┌──
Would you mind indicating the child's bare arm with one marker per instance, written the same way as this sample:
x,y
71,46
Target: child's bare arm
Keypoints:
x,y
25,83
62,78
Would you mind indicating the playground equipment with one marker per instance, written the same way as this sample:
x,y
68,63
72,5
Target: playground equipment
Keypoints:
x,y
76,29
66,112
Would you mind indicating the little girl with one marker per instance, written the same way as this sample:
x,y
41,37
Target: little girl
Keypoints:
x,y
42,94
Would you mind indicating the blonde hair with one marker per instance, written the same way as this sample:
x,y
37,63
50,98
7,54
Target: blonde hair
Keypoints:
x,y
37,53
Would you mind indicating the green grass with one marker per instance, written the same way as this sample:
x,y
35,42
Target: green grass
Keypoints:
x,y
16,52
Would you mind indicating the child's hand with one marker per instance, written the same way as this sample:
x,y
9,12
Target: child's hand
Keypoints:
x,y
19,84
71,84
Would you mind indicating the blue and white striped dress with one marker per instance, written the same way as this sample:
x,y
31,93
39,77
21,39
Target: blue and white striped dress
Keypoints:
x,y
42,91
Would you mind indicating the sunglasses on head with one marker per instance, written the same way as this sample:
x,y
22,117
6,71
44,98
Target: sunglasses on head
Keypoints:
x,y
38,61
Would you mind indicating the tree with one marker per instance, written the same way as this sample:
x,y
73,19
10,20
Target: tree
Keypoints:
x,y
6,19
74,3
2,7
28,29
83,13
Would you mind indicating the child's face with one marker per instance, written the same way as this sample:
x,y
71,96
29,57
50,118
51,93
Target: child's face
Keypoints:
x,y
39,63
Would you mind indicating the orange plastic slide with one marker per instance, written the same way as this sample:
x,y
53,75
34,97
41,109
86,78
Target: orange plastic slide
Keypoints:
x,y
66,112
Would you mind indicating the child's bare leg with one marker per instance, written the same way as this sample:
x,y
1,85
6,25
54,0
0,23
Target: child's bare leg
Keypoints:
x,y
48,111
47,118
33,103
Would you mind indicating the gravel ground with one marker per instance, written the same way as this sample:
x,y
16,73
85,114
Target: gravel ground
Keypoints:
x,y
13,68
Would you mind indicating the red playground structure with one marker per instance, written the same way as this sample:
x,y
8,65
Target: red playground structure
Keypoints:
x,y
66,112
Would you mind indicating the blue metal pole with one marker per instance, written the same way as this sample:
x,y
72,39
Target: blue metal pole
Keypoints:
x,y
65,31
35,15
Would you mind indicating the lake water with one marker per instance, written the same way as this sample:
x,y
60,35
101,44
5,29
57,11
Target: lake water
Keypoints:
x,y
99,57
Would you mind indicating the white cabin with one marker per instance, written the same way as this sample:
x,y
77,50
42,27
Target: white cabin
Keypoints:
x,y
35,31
└──
Set down every one of the records above again, word for word, changing nothing.

Would you mind indicating the child's bare arm with one marker per instance, written the same way as this sample:
x,y
71,46
Target: child's bare arm
Keypoints:
x,y
25,83
62,78
Would you mind indicating the playground equipment with one marker per instance, written the same way as this sample:
x,y
68,63
72,5
Target: playground equipment
Keypoints:
x,y
76,29
66,112
Would you mind indicating the little girl with one marker per instance, written the same way as this sample:
x,y
41,37
Target: little girl
Keypoints:
x,y
42,94
Would you mind indicating the blonde hair with one marker per instance, written the same way as this sample:
x,y
37,63
50,98
7,54
Target: blonde hair
Keypoints:
x,y
37,53
Would you mind indicating the green grass with one marker per instance, written the same way as this sample:
x,y
35,42
Target: green grass
Keypoints:
x,y
16,52
Would you mind indicating the child's hand with one marker per instance, written the same way as this sample:
x,y
9,12
Target: child's hand
Keypoints:
x,y
19,84
71,84
Would you mind indicating the blue and white striped dress with one marker per instance, written the same way as this sample:
x,y
31,93
39,77
21,39
Target: blue and white striped dress
Keypoints:
x,y
42,91
Would you mind indicating the sunglasses on head with one marker per instance, written the same way as this sample:
x,y
22,117
6,71
44,98
Target: sunglasses on head
Keypoints:
x,y
38,61
Would you mind indicating the tree with one marker per instance, written the same way as this sample:
x,y
73,19
10,20
Target: tree
Keypoints:
x,y
6,19
74,3
2,7
28,29
83,13
Would you mind indicating the child's face with one marker per instance, written the same way as this sample:
x,y
71,96
29,57
50,118
51,93
Target: child's face
Keypoints:
x,y
39,63
Would you mind indicating the orange plastic slide with one marker per instance, written the same way as this sample:
x,y
53,75
34,97
41,109
86,78
Target: orange plastic slide
Keypoints:
x,y
66,112
Would you mind indicating the child's bare leg with one marker per instance, written the same way as this sample:
x,y
1,85
6,25
54,0
0,23
Target: child's bare leg
Keypoints:
x,y
48,111
47,118
33,103
Would you mind indicating the gravel ground with one marker per instance, written the same way as this sample:
x,y
16,73
85,114
Target: gravel ground
Keypoints:
x,y
13,68
Would you mind indicating the red playground structure with one marker per instance, written the same way as this sample:
x,y
8,65
Target: red playground structure
Keypoints:
x,y
66,112
Would you mind indicating the blue metal pole with one marker per instance, written the same way as this sample:
x,y
72,39
Target: blue metal pole
Keypoints:
x,y
65,31
35,15
Would you mind indicating the lake water with one marker per instance, written the same way as this sample:
x,y
60,35
101,44
5,29
57,11
Target: lake water
Keypoints:
x,y
99,57
Would you mind indicating the white cabin with one marker per instance, written the same way as this sample:
x,y
77,50
42,27
Target: white cabin
Keypoints:
x,y
35,31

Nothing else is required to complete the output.